» 本文の一部
======

カルビーグループSCM部門では現在、物流現場の自動化とAI(人工知能)を活用したホワイト物流を推進しています。ホワイト物流に取り組むことはAIに掛けて「愛」だと物流業界では言っています。深刻化する物流現場の人材不足に対応するため、働き方改革を行っています。

最初に行ったのはカルビー京都工場の無人フォークリフトと自動保管倉庫です。こちらはすでに完成し、昨年湖南工場(滋賀県)に導入しました。カルビーの工場の中で最も生産量の多い新宇都宮工場では、倉庫の自動化を実現しました。

「物流現場で働く人の環境をさらに良くしていきたいです。時代はどんどん変化し、仕事のやり方も変わっていきます。『基本の徹底と変化への対応』を軸に社内・社外の境を超えて、物流業界の働き方を考えていきたいですね。そして、カルビーグループの中でもSCMの未来をわくわくするものにしていきたいと思っています」。

======

» 資料の抜粋

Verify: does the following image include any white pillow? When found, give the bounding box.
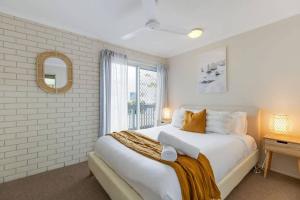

======

本文のうち「最初に行ったのは」で始まる段落を、主な事実を残して箇条書きに書き直しなさい。

» 解答例
・最初の取り組みは、カルビー京都工場の無人フォークリフトと自動保管倉庫である。
・これはすでに完成し、昨年、湖南工場(滋賀県)に導入された。
・カルビーの工場で生産量が最も多い新宇都宮工場では、倉庫の自動化が実現した。